* WHAT THE TASK ASKS
Take the line that contains "Mark the woman's" and every line after it in the material below, and quote them exactly.

BEGIN RECORDS FOR THIS EXERCISE

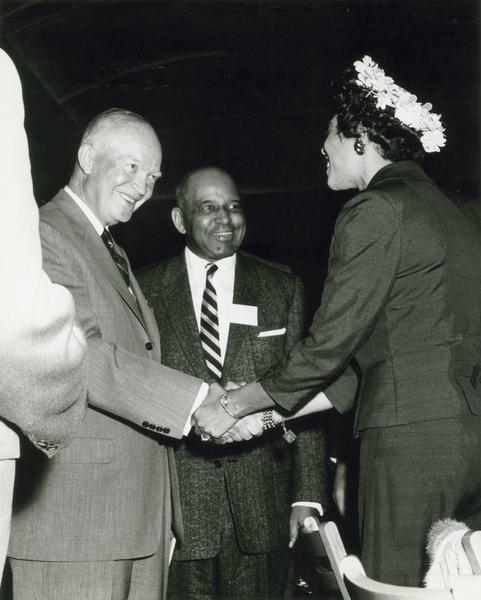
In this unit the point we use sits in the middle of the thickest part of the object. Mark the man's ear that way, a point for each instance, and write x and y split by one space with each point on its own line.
178 219
85 158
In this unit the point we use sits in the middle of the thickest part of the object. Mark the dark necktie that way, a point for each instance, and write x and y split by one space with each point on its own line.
209 327
118 259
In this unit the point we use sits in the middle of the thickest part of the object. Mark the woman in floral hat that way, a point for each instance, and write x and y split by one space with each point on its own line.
402 304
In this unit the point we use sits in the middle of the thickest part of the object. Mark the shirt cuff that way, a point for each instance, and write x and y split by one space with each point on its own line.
201 396
316 505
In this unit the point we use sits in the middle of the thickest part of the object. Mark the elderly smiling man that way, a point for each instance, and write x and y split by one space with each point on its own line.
97 523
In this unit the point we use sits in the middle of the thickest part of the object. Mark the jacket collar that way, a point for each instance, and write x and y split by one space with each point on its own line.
83 234
396 171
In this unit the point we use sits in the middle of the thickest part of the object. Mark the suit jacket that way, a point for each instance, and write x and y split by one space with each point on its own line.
265 475
41 350
104 497
402 299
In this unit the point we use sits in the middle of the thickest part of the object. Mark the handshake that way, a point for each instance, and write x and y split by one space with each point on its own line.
231 415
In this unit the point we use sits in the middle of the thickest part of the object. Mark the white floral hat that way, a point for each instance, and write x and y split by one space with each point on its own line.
407 109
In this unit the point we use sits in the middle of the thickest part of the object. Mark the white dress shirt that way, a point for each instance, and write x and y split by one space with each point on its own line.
223 282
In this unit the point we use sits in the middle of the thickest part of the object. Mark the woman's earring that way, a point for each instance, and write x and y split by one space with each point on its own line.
359 147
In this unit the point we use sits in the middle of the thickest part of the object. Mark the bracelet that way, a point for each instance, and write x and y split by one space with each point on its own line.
224 402
268 420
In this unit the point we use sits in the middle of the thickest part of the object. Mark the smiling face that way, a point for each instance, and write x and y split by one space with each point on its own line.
344 165
211 217
121 165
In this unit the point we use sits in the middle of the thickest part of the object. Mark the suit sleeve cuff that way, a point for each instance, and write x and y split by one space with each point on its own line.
316 505
201 395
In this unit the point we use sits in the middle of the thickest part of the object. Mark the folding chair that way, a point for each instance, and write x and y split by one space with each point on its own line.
356 585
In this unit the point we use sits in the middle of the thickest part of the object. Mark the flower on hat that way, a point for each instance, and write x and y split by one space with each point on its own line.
407 109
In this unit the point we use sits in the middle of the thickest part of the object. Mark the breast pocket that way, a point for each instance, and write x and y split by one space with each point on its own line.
269 343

END RECORDS FOR THIS EXERCISE

* SOLUTION FOR THIS TASK
In this unit the point we use sits in the middle of the thickest part of the object. Mark the woman's earring that way, a point for each instance, and write x and y split by one space with each point on its own line.
359 147
In this unit the point we use sits in the middle of the thickest part of the object. Mark the bracelet that way, a point for each instance, and write x and y split by one space with each point on its own line.
224 402
268 420
In this unit the point we use sits in the middle of the thickest part of the object. Mark the smiling face that way, a point for each instance, and write x and y split by one space with each point on its own line.
344 165
211 217
121 165
In this unit the point we use sits in the middle of the thickest part of the object. Mark the suit sleeve cuff that way, a point for each instance, and write x and y split by one space with each point on its own line.
316 505
201 395
In this unit the point we use sits in the middle of the thickest part of the object. Mark the folding chair that way, a point for each instance, and write x and y split by one space with each point on its own line.
356 585
In this unit the point we use sits in the middle of the thickest part of the object. Mark the flower on hat that way, a point for each instance, and write x and y split by one space with each point on its own line.
407 109
In this unit the point we use sits in the middle of the thickest part of the object. Mark the breast pocket that way, a point for each instance, and write x and y split by one space with each point on its own line.
269 343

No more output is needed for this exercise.